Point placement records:
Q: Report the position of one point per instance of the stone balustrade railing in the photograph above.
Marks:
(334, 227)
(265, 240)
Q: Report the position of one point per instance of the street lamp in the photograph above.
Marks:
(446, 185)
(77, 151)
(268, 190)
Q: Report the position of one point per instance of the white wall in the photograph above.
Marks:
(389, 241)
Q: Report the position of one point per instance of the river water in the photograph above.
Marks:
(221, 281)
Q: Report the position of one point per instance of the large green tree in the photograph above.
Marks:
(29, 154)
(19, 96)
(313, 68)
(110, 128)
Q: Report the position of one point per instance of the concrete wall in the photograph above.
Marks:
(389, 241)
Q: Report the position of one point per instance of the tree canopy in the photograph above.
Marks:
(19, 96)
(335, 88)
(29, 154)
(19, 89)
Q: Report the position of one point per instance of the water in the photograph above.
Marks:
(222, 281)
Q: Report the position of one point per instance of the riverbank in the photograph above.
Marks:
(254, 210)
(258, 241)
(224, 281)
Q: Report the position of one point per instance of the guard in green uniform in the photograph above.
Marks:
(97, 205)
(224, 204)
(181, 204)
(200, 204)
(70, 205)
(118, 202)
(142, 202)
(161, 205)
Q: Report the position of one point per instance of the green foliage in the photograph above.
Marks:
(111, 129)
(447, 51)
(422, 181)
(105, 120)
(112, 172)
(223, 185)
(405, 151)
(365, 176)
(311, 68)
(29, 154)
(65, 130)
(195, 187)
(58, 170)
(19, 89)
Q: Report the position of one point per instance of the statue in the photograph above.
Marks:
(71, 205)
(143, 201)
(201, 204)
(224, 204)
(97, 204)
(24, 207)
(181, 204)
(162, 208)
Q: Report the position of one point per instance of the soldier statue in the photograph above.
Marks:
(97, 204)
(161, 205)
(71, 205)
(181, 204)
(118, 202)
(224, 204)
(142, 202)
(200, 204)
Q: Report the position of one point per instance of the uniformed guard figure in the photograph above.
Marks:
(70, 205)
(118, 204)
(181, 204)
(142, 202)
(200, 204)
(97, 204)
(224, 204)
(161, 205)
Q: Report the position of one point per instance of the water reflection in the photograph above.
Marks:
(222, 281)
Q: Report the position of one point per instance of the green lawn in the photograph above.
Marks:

— AIM —
Set down nothing but the lines from the one with "lamp in the photograph above." through the end of the records, keeping each line exactly as written and including both ends.

— EXERCISE RESPONSE —
Q: Report the position of one point per instance of the street lamp in the photograph above.
Marks:
(446, 185)
(77, 151)
(268, 190)
Q: Report the position of one point per instance of the white wall in the photograph above.
Marks:
(389, 241)
Q: Report the position of one point per instance of the river water in the photograph above.
Marks:
(221, 281)
Q: Report the position of one point per instance of the large green tree in the photograph above.
Marks:
(29, 154)
(19, 96)
(313, 68)
(110, 128)
Q: Report the position of one point per instance of the concrete wall in the photograph above.
Marks:
(389, 241)
Q: Report the position of one point per instance of the tree canopy in the photograph above.
Marks:
(19, 96)
(335, 88)
(29, 154)
(19, 89)
Q: Report the position of one point per instance of the water in the photograph above.
Marks:
(222, 281)
Q: Report the position of one point per instance of the riverbank in the photograph above.
Marks:
(254, 210)
(258, 241)
(224, 281)
Q: Report the position of one point per instance of the guard in green uniform in the photograph above.
Marks:
(97, 205)
(224, 204)
(181, 204)
(200, 204)
(70, 205)
(118, 202)
(142, 202)
(161, 205)
Q: Report the position of one point per instance of the green foliage in the photograph above.
Marks:
(111, 129)
(447, 51)
(422, 181)
(105, 120)
(112, 172)
(223, 185)
(405, 151)
(365, 176)
(311, 68)
(29, 154)
(65, 130)
(195, 187)
(58, 170)
(19, 89)
Q: Report the position of one point per instance of the statue in the photograph above.
Marks:
(71, 205)
(143, 201)
(201, 204)
(224, 204)
(97, 204)
(24, 207)
(181, 204)
(162, 208)
Q: Report the position of one point per instance of the soldier statue in the photograph above.
Marks:
(97, 204)
(161, 205)
(71, 205)
(181, 204)
(118, 202)
(224, 204)
(142, 202)
(200, 204)
Q: Report the position of one point per instance of the uniformed guard figure in the photograph above.
Marks:
(70, 205)
(118, 204)
(181, 204)
(142, 202)
(200, 204)
(97, 204)
(224, 204)
(161, 205)
Q: Report the position of one point per instance of the water reflection in the photograph above.
Marks:
(222, 281)
Q: Report the position of one point per instance of the green lawn in the photograph above.
Marks:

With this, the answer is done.